• **Page extract**:
Software group WANdisco has become one of the first UK-listed companies to adopt a four-day week for its staff, in the latest sign of the upheaval in traditional working patterns caused by the pandemic.
From Monday, WANdisco will permanently move to a four-day working week, asking employees to take Friday as part of a longer weekend and becoming one of the largest tech employers in the UK to introduce the structure.
A number of smaller businesses have already said that they would move to a four-day week, with some announcing the shift as part of a trial being carried out by academics to study the benefits of having an extra day off.
David Richards, chief executive and founder of WANdisco, said the pandemic had already allowed much higher productivity across the company’s staff, who were largely now working from home. This meant that the work that was once being done in five days was now easily covered.
Richards predicted even greater levels of productivity and a boost to staff wellbeing.
WANdisco, an Aim-listed software business with customers including Google and Amazon, employs more than 180 people in Sheffield in the UK and San Ramon in California.
Employees’ salaries will not be affected by the changes. While Friday will be the default day off, workers will have the flexibility to choose an alternative day.
Last week, three other UK groups joined digital lender Atom Bank in committing to four-day working weeks. Yo Telecom, games developer Hutch and training provider MBL Seminars also predicted increases in productivity and wellbeing as a result of the shift.
Monzo, a digital bank, said it would offer three-month paid sabbaticals for staff every four years, while building services group Arup now allows staff to spread work hours over seven days.
Many employers are asking staff in the UK to return to the workplace after Covid-19 restrictions ended last month, but most have also set out new rules around flexible or hybrid working patterns that allow employees to split their time between the office and home.
WANdisco initially banned meetings on a Friday afternoon at the start of the pandemic, which led to increased productivity. Richards added that the company had started to worry that people were working too much given difficulties in separating work from personal life when working from home.
Richards described the move as “an inevitable economic reality for us all”, pointing to historical precedent in 1973 when UK commercial use of electricity was limited and forced a three-day working week.
“Most people expected a proportional 40 per cent drop in productivity. Much to everyone’s surprise, productivity in fact went up, as people found ways to work effectively within the new time structure,” he said.
“Working from home was an obvious move for many companies, and the switch to four days is the natural continuation of this trend that offers greater flexibility, increases business productivity and boosts employee wellbeing.”

• **What the task requires**: Name every company other than WANdisco that the article about WANdisco's four-day week says has committed to a four-day working week. You won't need the records for this.

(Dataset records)
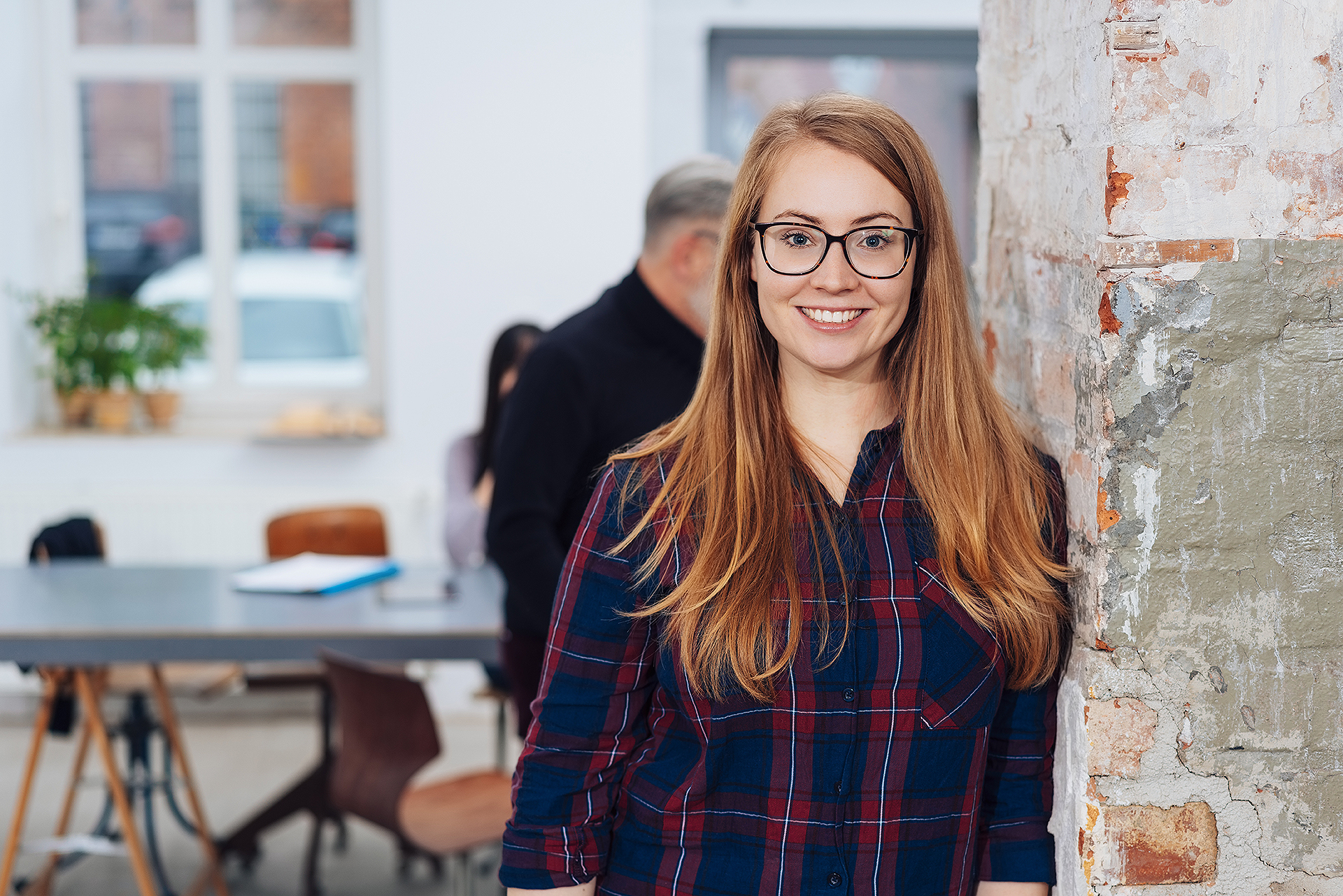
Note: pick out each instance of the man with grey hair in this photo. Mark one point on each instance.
(601, 379)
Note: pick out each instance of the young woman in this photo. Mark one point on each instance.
(470, 468)
(807, 634)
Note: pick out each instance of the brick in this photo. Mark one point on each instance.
(1151, 845)
(1119, 732)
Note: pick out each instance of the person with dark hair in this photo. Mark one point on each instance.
(599, 381)
(470, 458)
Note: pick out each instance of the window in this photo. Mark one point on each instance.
(223, 148)
(928, 77)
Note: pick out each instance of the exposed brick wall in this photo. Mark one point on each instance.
(1160, 276)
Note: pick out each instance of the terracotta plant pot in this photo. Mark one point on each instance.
(76, 406)
(112, 411)
(162, 408)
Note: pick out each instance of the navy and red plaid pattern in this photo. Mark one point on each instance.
(896, 763)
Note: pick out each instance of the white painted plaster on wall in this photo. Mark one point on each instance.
(1232, 131)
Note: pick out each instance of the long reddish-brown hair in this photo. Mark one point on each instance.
(735, 468)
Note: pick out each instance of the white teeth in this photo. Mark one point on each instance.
(832, 318)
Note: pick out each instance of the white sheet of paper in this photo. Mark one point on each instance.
(313, 574)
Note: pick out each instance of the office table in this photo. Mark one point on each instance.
(74, 618)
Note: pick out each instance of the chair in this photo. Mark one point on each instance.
(353, 531)
(387, 734)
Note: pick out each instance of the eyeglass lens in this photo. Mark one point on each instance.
(798, 249)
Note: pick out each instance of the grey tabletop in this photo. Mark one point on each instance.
(86, 613)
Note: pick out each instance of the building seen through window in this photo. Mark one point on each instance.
(293, 284)
(928, 77)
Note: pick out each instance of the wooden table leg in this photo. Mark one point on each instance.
(30, 771)
(42, 884)
(168, 718)
(93, 713)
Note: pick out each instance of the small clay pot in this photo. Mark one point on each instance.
(162, 408)
(76, 406)
(112, 411)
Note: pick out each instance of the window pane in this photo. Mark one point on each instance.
(296, 166)
(937, 97)
(299, 280)
(292, 23)
(141, 160)
(120, 22)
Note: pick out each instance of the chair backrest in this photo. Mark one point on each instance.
(351, 531)
(386, 732)
(76, 538)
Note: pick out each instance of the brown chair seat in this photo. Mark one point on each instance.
(353, 531)
(452, 816)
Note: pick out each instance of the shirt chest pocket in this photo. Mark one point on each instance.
(962, 669)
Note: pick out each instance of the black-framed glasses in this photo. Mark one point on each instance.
(876, 253)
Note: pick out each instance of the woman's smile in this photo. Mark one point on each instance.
(832, 320)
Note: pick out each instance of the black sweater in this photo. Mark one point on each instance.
(597, 382)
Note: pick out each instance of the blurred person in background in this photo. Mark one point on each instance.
(597, 382)
(809, 637)
(470, 474)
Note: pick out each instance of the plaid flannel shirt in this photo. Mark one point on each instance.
(897, 763)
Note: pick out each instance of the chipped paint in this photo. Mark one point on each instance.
(1160, 230)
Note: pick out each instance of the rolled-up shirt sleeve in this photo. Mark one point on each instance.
(1014, 843)
(591, 710)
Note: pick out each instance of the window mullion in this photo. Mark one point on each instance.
(219, 185)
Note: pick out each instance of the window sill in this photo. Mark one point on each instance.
(188, 434)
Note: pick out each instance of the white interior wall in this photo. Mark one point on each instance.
(493, 118)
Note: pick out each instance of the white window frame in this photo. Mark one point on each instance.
(226, 406)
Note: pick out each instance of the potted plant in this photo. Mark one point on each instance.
(162, 346)
(100, 348)
(58, 327)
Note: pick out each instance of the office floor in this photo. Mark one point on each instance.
(243, 750)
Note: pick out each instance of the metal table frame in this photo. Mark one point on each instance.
(74, 620)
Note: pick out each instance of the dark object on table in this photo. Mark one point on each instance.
(387, 734)
(78, 538)
(353, 531)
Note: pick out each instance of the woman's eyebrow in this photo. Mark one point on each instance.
(794, 213)
(868, 220)
(856, 222)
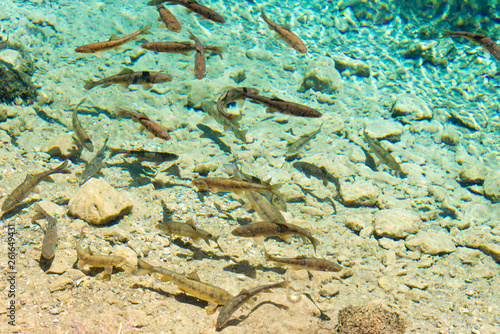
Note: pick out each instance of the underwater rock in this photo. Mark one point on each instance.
(327, 82)
(98, 203)
(431, 242)
(360, 193)
(62, 146)
(396, 223)
(492, 186)
(16, 69)
(382, 129)
(355, 67)
(411, 107)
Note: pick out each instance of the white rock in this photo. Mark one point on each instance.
(431, 242)
(396, 223)
(98, 203)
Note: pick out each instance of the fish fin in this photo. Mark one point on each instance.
(89, 84)
(193, 276)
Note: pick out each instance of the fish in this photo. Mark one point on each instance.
(81, 135)
(94, 164)
(285, 107)
(100, 261)
(235, 303)
(318, 172)
(214, 135)
(286, 35)
(264, 208)
(187, 229)
(181, 47)
(200, 67)
(3, 45)
(486, 42)
(221, 184)
(195, 7)
(302, 262)
(152, 127)
(143, 155)
(30, 182)
(112, 43)
(299, 143)
(189, 284)
(168, 19)
(384, 155)
(128, 77)
(276, 198)
(49, 242)
(211, 108)
(257, 230)
(231, 95)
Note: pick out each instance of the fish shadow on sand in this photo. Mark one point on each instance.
(235, 322)
(244, 267)
(197, 252)
(180, 297)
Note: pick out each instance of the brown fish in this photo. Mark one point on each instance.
(128, 77)
(112, 43)
(154, 128)
(30, 182)
(278, 105)
(180, 47)
(195, 7)
(286, 35)
(480, 39)
(200, 67)
(168, 19)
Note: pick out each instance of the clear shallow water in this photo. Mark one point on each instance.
(377, 36)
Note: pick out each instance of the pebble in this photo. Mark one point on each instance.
(98, 203)
(431, 242)
(396, 223)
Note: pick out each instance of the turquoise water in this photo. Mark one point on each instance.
(425, 246)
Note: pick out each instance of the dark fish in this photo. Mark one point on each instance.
(50, 238)
(95, 164)
(128, 77)
(318, 172)
(288, 108)
(384, 155)
(200, 67)
(236, 302)
(30, 182)
(143, 155)
(81, 135)
(308, 263)
(193, 6)
(299, 143)
(286, 35)
(215, 136)
(211, 108)
(154, 128)
(486, 42)
(168, 19)
(112, 43)
(180, 47)
(3, 45)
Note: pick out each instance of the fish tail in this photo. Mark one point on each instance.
(89, 84)
(143, 268)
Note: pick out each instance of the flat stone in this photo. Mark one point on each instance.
(396, 223)
(98, 203)
(431, 242)
(384, 129)
(360, 193)
(492, 186)
(411, 108)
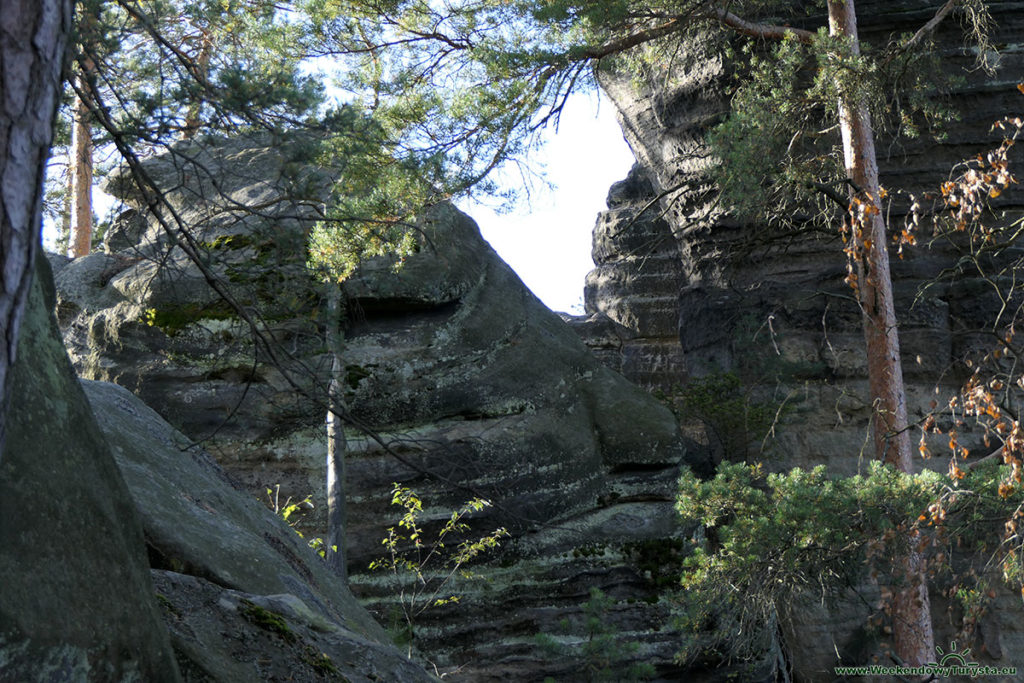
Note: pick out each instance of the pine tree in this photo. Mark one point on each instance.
(482, 77)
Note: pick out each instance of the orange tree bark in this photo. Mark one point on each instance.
(81, 174)
(32, 52)
(914, 642)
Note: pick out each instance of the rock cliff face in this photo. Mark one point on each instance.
(77, 602)
(740, 295)
(736, 300)
(118, 531)
(468, 384)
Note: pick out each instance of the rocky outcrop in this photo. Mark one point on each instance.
(776, 311)
(128, 555)
(243, 596)
(467, 384)
(77, 602)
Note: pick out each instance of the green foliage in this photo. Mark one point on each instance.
(778, 144)
(268, 621)
(729, 412)
(769, 540)
(422, 570)
(600, 645)
(291, 511)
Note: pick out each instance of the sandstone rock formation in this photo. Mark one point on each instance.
(777, 311)
(243, 596)
(77, 602)
(117, 531)
(471, 386)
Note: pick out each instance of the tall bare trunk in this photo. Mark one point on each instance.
(914, 642)
(337, 555)
(32, 51)
(81, 174)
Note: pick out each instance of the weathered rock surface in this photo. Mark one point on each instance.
(474, 386)
(76, 599)
(243, 596)
(779, 308)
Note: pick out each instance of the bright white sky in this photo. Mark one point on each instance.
(548, 243)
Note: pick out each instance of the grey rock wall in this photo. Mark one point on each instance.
(744, 302)
(76, 599)
(474, 386)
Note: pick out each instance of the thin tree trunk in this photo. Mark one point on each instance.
(32, 51)
(64, 240)
(193, 120)
(81, 173)
(914, 642)
(337, 555)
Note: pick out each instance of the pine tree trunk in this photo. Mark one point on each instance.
(81, 176)
(32, 51)
(914, 641)
(193, 120)
(337, 555)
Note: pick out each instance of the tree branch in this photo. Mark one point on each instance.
(929, 28)
(766, 31)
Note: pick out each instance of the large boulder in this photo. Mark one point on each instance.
(77, 602)
(243, 595)
(463, 384)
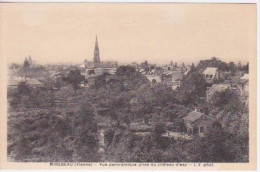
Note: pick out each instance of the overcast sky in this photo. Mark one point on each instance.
(157, 32)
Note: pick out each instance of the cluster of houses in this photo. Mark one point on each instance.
(196, 121)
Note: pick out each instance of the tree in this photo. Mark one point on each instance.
(75, 78)
(23, 89)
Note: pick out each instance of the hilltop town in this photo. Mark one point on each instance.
(140, 112)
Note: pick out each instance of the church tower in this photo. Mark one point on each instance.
(96, 55)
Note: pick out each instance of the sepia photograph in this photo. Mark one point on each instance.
(128, 83)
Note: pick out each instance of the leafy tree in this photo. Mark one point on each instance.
(23, 88)
(75, 78)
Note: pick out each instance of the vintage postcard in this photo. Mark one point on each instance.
(158, 86)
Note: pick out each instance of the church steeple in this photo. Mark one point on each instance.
(96, 45)
(96, 55)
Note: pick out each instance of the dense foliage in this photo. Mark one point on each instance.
(58, 125)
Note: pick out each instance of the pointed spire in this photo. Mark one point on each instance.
(96, 45)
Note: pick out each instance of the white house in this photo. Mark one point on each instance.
(210, 73)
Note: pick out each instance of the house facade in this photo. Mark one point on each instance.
(210, 74)
(196, 123)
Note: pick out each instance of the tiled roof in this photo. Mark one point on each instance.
(193, 116)
(210, 71)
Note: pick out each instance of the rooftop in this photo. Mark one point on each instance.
(193, 116)
(210, 71)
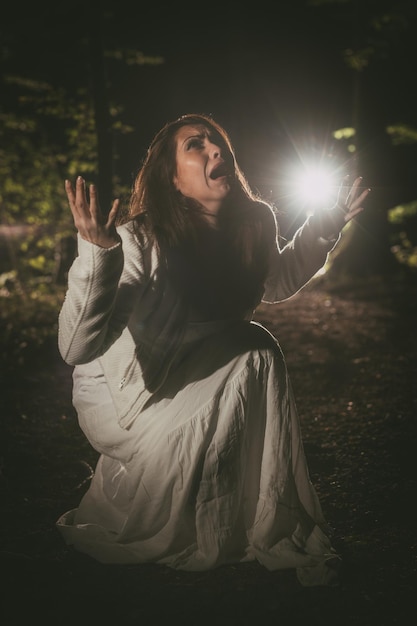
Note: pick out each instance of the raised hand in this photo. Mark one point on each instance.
(348, 200)
(88, 218)
(349, 204)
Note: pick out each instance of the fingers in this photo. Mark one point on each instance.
(113, 213)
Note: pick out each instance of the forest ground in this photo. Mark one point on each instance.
(351, 353)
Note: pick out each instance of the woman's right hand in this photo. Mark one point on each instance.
(88, 218)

• **Exercise answer**: Atom Bank, Yo Telecom, Hutch, MBL Seminars